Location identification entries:
***

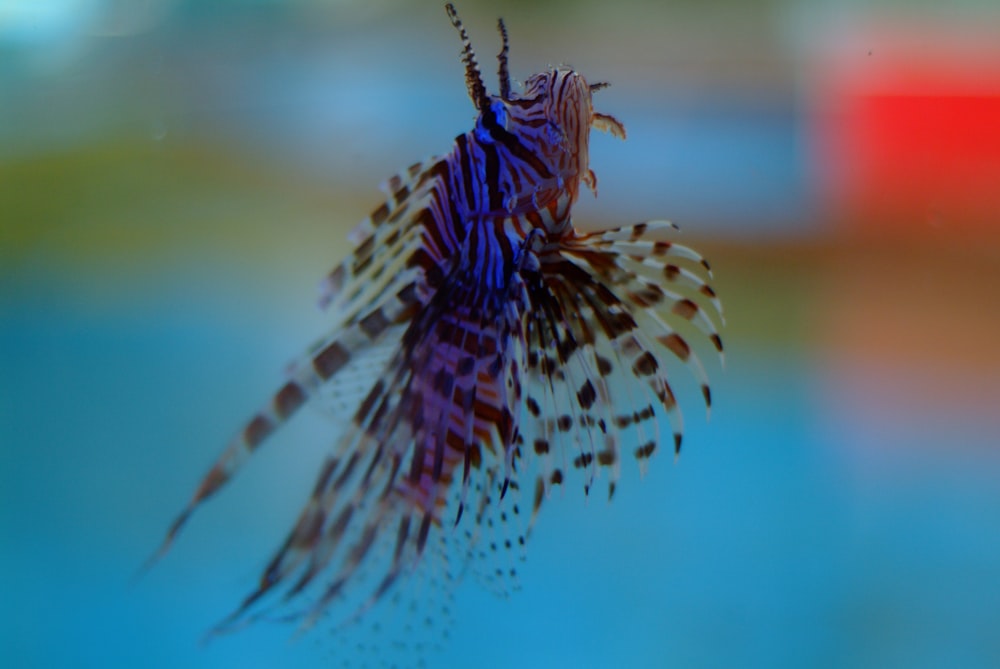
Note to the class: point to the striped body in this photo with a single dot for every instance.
(509, 349)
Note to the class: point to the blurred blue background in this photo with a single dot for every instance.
(176, 177)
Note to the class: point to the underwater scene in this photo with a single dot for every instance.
(178, 178)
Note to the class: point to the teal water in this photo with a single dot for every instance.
(783, 537)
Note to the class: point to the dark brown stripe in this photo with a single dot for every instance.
(288, 399)
(645, 364)
(586, 395)
(676, 344)
(685, 309)
(374, 324)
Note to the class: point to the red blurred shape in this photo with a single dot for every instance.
(912, 145)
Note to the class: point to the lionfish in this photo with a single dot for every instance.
(508, 347)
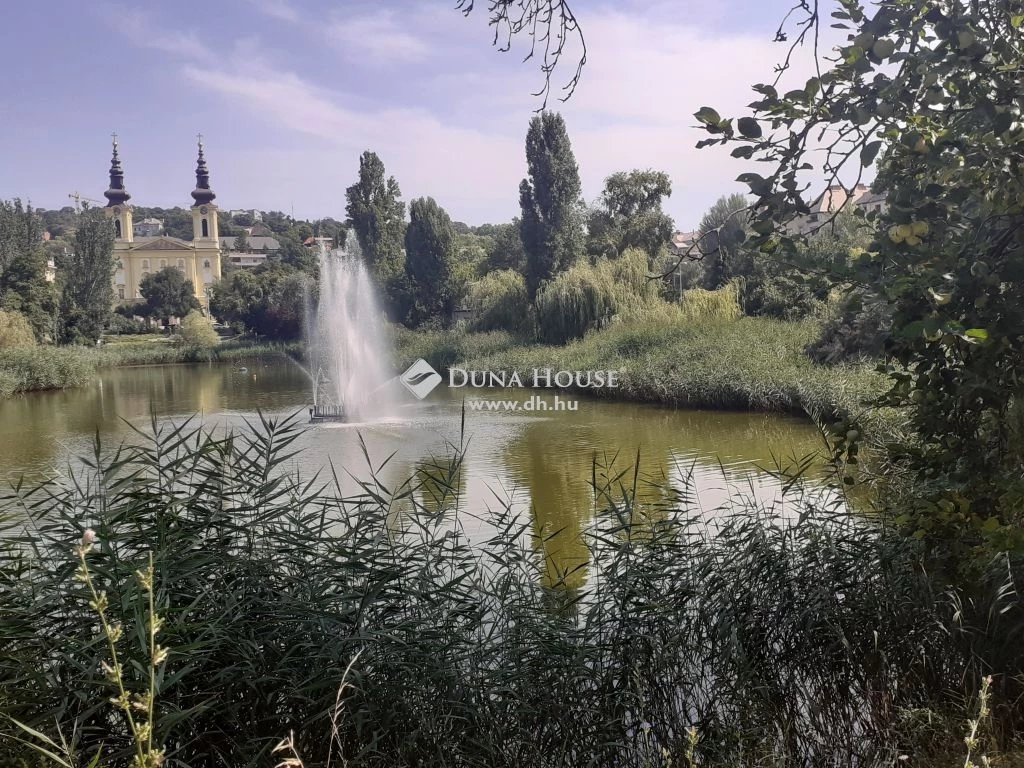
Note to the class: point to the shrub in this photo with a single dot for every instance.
(587, 296)
(14, 331)
(500, 302)
(122, 325)
(859, 332)
(721, 304)
(197, 332)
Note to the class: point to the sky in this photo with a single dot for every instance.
(288, 93)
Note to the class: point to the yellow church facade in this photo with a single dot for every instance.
(200, 259)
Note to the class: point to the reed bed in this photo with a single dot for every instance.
(755, 641)
(753, 364)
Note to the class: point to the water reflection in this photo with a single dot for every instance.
(545, 464)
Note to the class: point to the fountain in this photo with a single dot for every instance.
(347, 349)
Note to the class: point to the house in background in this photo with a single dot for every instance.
(257, 243)
(833, 199)
(247, 260)
(147, 227)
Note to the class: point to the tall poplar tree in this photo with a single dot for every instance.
(87, 294)
(430, 257)
(378, 216)
(23, 267)
(550, 198)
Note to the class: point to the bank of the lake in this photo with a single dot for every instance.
(750, 364)
(44, 368)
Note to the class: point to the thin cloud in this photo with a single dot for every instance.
(381, 36)
(458, 133)
(280, 9)
(142, 30)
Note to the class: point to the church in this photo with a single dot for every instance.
(136, 257)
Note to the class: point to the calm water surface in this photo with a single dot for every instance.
(541, 463)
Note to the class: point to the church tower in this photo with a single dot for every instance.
(206, 236)
(117, 200)
(204, 211)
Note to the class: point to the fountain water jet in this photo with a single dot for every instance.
(347, 344)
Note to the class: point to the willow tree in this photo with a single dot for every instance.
(430, 257)
(932, 90)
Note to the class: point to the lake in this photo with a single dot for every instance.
(541, 463)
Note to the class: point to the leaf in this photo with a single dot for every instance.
(884, 48)
(1001, 123)
(868, 153)
(750, 128)
(708, 116)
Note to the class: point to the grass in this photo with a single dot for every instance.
(821, 642)
(41, 368)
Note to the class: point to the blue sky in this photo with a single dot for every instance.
(289, 92)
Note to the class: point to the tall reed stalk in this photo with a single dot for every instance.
(689, 636)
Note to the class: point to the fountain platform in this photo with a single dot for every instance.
(318, 414)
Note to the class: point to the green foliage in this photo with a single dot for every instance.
(506, 251)
(723, 230)
(629, 214)
(923, 88)
(430, 261)
(721, 304)
(377, 215)
(269, 300)
(500, 302)
(197, 331)
(588, 296)
(551, 226)
(87, 291)
(858, 332)
(23, 265)
(14, 331)
(459, 651)
(168, 294)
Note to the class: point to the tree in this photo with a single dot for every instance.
(932, 89)
(197, 331)
(87, 292)
(430, 254)
(14, 331)
(506, 251)
(723, 230)
(269, 300)
(629, 214)
(168, 294)
(377, 214)
(23, 265)
(552, 210)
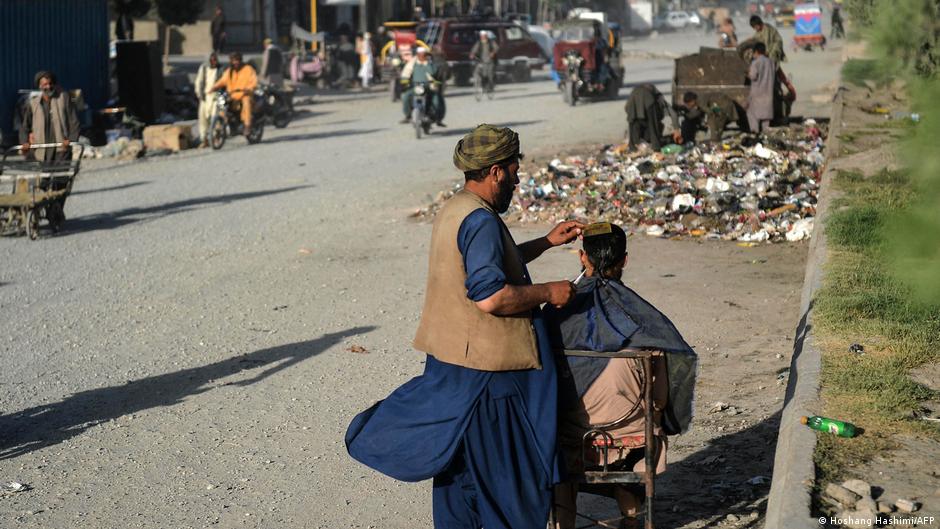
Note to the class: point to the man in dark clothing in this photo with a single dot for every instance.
(717, 110)
(646, 109)
(217, 29)
(838, 31)
(124, 27)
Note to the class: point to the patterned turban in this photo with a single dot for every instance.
(485, 146)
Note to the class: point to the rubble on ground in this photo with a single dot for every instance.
(746, 188)
(854, 502)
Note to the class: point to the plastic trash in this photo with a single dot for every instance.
(825, 424)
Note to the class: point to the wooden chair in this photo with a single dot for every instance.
(598, 438)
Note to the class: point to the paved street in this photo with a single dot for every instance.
(179, 356)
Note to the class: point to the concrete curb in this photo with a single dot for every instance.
(788, 504)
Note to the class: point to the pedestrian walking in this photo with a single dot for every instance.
(124, 27)
(646, 107)
(482, 419)
(769, 36)
(838, 31)
(760, 98)
(217, 30)
(272, 65)
(206, 77)
(727, 38)
(51, 118)
(366, 60)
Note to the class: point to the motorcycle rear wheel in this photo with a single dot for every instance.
(282, 120)
(217, 134)
(257, 131)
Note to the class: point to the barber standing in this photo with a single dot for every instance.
(481, 421)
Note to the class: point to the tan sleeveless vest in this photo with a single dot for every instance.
(452, 328)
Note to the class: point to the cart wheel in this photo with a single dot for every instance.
(56, 215)
(32, 224)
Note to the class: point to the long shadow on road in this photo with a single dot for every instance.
(116, 219)
(461, 132)
(112, 188)
(321, 135)
(47, 425)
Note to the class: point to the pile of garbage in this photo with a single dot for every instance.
(747, 188)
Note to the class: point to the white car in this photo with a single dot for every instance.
(676, 20)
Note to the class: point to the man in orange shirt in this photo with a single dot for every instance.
(240, 80)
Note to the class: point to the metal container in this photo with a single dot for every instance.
(68, 37)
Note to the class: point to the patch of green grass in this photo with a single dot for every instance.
(861, 301)
(848, 137)
(857, 71)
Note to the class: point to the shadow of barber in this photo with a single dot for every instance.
(50, 424)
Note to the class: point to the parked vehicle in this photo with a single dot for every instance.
(587, 58)
(641, 17)
(226, 121)
(808, 27)
(518, 53)
(784, 16)
(544, 39)
(677, 20)
(713, 70)
(278, 107)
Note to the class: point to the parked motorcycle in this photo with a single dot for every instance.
(278, 105)
(226, 119)
(423, 112)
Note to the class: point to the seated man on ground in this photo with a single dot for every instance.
(606, 393)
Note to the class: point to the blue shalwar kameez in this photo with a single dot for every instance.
(487, 438)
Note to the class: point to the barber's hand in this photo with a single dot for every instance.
(565, 232)
(560, 293)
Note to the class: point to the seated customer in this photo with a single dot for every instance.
(606, 393)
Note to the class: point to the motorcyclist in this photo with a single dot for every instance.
(240, 80)
(484, 51)
(422, 70)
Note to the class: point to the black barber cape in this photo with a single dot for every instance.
(606, 316)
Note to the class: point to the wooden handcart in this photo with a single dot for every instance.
(37, 189)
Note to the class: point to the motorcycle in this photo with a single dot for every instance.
(226, 119)
(423, 112)
(278, 106)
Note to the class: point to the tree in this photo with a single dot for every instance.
(176, 13)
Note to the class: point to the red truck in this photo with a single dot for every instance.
(518, 55)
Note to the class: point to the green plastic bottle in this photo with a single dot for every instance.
(825, 424)
(672, 148)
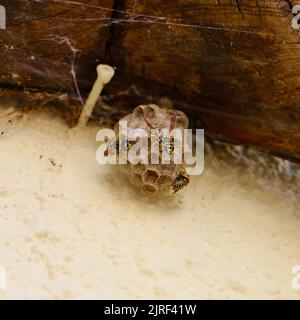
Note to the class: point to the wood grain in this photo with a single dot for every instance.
(232, 65)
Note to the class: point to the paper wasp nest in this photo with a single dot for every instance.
(156, 179)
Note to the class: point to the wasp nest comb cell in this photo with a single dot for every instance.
(160, 139)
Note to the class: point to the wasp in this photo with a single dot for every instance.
(182, 180)
(166, 143)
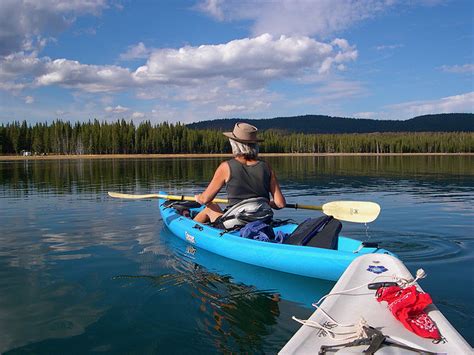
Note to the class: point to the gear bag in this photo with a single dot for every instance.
(322, 232)
(249, 210)
(258, 230)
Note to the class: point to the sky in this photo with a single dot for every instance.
(188, 61)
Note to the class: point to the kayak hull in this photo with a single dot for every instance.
(349, 307)
(300, 260)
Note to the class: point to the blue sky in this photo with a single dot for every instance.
(196, 60)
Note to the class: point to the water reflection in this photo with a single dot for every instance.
(305, 174)
(62, 241)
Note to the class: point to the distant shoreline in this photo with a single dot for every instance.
(167, 156)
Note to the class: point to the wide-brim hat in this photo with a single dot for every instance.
(244, 133)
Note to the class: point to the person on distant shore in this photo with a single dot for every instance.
(245, 176)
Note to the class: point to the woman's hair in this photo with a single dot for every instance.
(246, 150)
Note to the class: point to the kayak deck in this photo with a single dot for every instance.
(350, 307)
(307, 261)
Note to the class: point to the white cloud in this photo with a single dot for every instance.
(138, 115)
(300, 17)
(22, 22)
(251, 61)
(116, 109)
(138, 51)
(243, 63)
(451, 104)
(458, 69)
(389, 47)
(213, 8)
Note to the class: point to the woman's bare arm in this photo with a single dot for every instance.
(278, 198)
(221, 175)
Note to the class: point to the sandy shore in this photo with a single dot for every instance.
(167, 156)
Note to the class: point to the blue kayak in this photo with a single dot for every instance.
(325, 264)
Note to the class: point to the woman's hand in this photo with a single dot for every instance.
(199, 199)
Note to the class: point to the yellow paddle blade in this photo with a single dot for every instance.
(165, 197)
(352, 211)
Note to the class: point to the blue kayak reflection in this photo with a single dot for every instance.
(293, 288)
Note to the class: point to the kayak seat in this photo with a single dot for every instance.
(322, 232)
(182, 207)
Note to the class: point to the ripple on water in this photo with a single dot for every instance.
(423, 247)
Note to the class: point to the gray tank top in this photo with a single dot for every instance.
(247, 181)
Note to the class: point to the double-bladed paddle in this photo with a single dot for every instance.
(350, 211)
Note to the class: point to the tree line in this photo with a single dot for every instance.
(122, 137)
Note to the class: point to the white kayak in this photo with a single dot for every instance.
(350, 311)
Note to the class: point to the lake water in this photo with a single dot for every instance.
(81, 272)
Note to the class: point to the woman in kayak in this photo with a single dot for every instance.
(245, 176)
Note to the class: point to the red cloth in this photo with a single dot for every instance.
(407, 305)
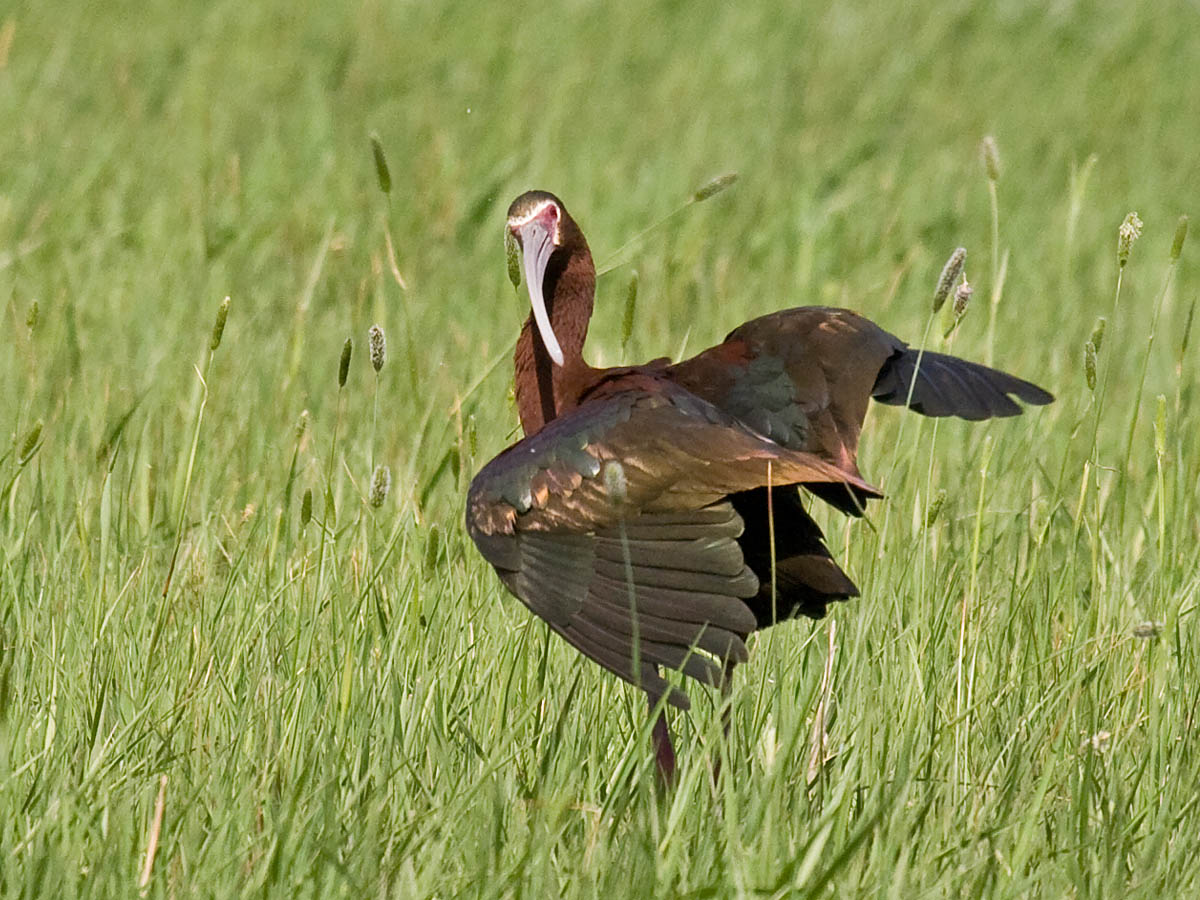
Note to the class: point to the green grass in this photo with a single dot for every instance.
(355, 707)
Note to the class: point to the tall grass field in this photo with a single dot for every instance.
(246, 646)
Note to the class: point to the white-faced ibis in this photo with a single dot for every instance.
(637, 514)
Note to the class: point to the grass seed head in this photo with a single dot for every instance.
(377, 345)
(1181, 234)
(935, 508)
(1161, 426)
(627, 323)
(990, 157)
(1098, 333)
(715, 186)
(1098, 743)
(343, 366)
(219, 325)
(963, 298)
(1128, 233)
(951, 273)
(381, 484)
(1147, 630)
(382, 171)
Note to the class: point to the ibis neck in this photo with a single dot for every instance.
(546, 390)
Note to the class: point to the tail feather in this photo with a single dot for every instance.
(807, 577)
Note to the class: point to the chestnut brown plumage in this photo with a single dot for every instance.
(677, 568)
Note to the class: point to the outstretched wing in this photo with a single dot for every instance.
(804, 377)
(611, 523)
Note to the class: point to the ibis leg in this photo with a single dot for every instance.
(726, 715)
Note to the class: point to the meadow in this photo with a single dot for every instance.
(231, 669)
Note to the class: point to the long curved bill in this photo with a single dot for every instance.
(537, 246)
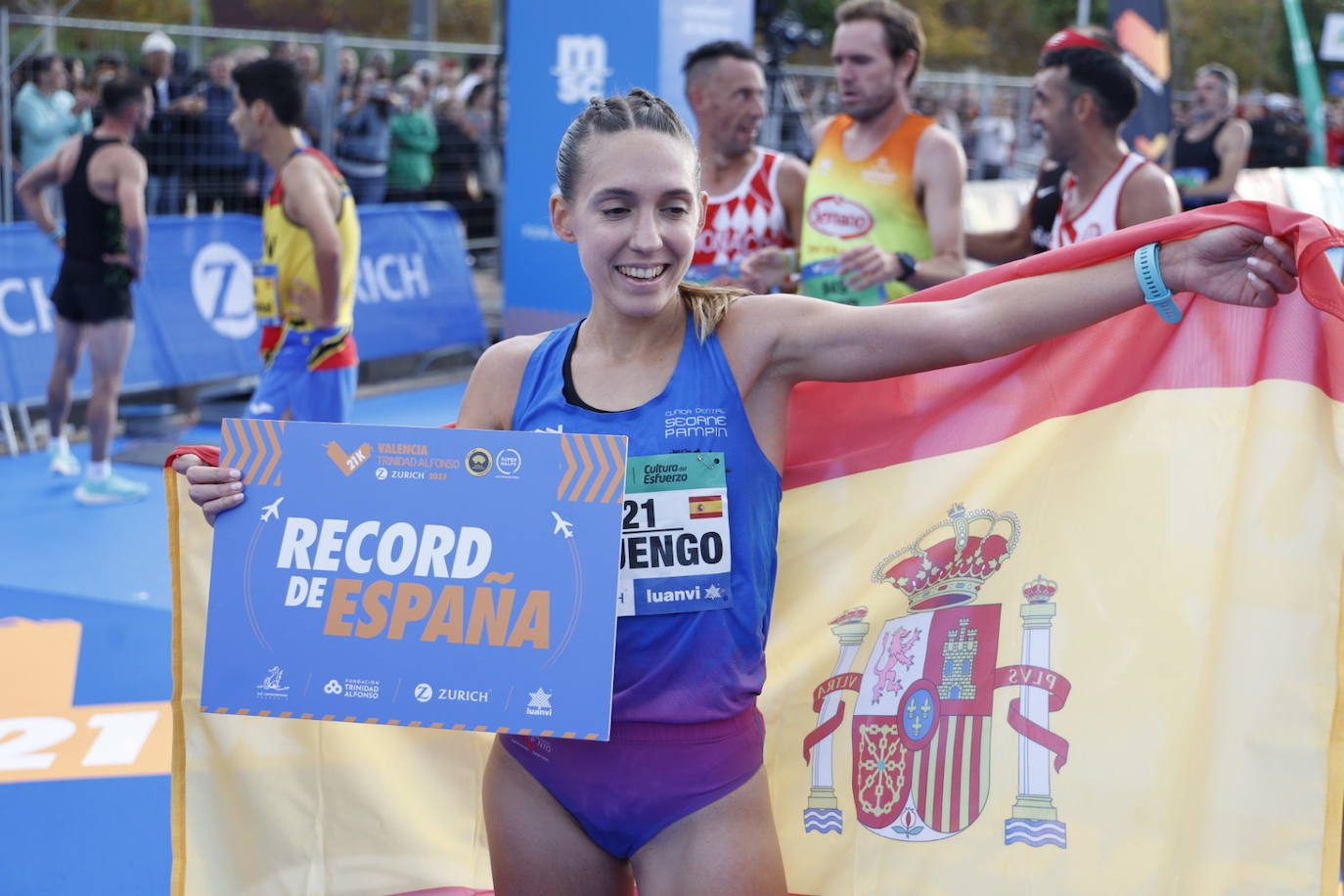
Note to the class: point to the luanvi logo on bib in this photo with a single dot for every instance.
(839, 216)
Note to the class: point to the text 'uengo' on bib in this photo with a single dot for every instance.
(675, 544)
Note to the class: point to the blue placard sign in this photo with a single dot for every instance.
(457, 579)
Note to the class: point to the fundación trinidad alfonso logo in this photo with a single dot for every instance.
(923, 701)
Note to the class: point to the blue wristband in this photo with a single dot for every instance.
(1150, 281)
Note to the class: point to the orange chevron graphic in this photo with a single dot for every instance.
(252, 446)
(273, 431)
(1142, 40)
(594, 465)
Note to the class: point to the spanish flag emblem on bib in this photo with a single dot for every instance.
(706, 506)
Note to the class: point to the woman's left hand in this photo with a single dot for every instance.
(1234, 265)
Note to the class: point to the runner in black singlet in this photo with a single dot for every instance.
(103, 184)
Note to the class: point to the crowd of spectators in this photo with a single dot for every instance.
(423, 130)
(428, 129)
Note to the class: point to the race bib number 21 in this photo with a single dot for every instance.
(675, 544)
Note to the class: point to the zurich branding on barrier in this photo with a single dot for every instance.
(194, 309)
(556, 65)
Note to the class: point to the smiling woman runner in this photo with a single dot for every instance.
(678, 799)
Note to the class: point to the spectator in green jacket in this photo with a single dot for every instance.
(414, 140)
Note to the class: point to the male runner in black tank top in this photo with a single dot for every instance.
(103, 182)
(1206, 157)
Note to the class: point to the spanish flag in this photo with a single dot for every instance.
(1060, 622)
(706, 506)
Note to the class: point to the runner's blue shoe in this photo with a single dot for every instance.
(114, 489)
(62, 463)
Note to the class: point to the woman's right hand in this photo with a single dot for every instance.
(212, 488)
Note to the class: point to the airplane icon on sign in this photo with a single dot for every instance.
(272, 511)
(562, 525)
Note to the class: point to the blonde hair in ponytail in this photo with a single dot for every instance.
(640, 109)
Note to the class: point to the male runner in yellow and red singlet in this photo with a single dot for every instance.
(755, 194)
(882, 209)
(305, 278)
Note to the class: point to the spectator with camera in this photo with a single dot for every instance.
(365, 137)
(46, 114)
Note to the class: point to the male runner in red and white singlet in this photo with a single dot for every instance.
(755, 194)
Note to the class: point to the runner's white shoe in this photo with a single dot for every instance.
(114, 489)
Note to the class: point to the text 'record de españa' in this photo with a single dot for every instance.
(455, 579)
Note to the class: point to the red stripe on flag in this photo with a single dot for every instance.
(922, 802)
(940, 810)
(957, 765)
(886, 422)
(977, 726)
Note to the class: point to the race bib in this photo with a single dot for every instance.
(675, 544)
(266, 293)
(822, 280)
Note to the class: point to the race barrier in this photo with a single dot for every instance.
(194, 308)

***

_GOAL OF THE EXERCISE_:
The required output is the exact sequence of lines from the one containing "Note to the class: point to the spectator with" through the end of the listing, both endpoints included.

_RESULT OF THE EXERCISE_:
Note to the class: point to the spectator with camera in this photo with a single dot for every instance.
(365, 137)
(46, 114)
Note to the class: point to the male runner in red and white singlet in this photo with a single dot for every instance.
(755, 194)
Note to the class: point to the runner's white shoe in this photo with a single dot for every instance.
(114, 489)
Note to the class: point to the text 'record de españa' in this photo with a single dot for every instance.
(455, 579)
Note to the class: point to the red stripe on flag in this photo with a single dot for every instance.
(922, 802)
(940, 810)
(957, 765)
(886, 422)
(977, 726)
Note to the class: point to the race bib in this photo with a single dot for every instance.
(675, 544)
(266, 293)
(822, 280)
Note to the class: point to the race barrier in this photo with a single dot for every instance.
(194, 308)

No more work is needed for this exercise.